=== Begin Enclosure ===
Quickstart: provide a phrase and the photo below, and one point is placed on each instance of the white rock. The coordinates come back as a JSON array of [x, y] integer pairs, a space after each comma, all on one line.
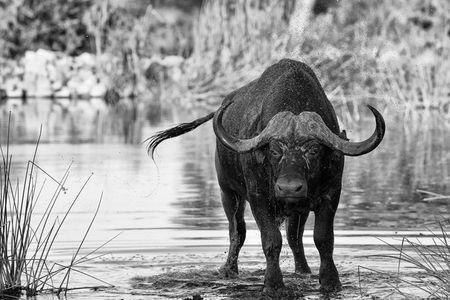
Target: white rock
[[64, 92], [172, 61]]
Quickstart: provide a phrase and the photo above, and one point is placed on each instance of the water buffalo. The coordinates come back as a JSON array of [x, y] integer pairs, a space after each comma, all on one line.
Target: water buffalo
[[279, 148]]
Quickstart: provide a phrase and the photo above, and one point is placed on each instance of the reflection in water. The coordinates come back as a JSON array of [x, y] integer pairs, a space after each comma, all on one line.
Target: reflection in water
[[74, 121], [379, 189]]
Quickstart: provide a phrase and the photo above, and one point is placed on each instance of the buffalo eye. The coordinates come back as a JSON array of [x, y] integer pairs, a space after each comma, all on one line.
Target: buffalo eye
[[275, 152], [313, 151]]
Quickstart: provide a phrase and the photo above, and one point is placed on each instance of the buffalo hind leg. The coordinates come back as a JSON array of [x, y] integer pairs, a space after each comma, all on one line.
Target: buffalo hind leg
[[234, 207], [295, 226], [324, 240]]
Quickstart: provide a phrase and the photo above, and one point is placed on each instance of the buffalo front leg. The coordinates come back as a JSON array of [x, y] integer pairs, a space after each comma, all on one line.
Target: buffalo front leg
[[271, 242], [324, 241], [295, 226], [234, 208]]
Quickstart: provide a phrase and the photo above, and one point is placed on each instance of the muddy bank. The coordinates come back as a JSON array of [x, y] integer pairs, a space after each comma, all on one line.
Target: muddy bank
[[193, 274]]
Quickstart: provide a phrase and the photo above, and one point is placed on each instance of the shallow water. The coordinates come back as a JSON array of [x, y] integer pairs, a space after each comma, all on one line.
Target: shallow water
[[173, 207]]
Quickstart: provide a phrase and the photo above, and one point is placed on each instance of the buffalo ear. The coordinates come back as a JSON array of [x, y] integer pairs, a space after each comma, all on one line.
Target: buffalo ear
[[259, 156]]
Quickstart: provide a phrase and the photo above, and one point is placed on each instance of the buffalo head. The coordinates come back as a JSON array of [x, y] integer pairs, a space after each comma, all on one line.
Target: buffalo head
[[295, 146]]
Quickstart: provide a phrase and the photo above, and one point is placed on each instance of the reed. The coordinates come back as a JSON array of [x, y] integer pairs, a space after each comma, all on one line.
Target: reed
[[27, 238], [428, 265]]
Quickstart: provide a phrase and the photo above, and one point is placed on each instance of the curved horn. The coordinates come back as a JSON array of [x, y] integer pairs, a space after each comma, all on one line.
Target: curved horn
[[352, 148], [273, 128]]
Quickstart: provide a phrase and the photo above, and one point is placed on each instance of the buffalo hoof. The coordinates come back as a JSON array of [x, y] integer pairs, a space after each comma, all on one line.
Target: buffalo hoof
[[330, 285], [275, 293], [302, 270], [228, 272]]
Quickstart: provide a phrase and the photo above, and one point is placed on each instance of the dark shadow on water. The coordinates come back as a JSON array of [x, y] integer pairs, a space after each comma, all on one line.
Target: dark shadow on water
[[379, 189]]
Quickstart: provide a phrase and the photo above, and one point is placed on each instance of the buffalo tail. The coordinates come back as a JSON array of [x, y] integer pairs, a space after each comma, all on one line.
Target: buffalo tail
[[156, 139]]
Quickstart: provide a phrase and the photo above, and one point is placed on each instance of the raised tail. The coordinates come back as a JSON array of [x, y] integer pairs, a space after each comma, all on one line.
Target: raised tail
=== End Enclosure ===
What the task requires –
Go through the records. Copy each line where "raised" appears.

Solution for this problem –
Quickstart: provide a phrase and the photo above, and one point is placed on each instance of the raised tail. The coordinates come back as a JSON array of [x, y] integer pairs, a space after each comma, all on one line.
Target: raised tail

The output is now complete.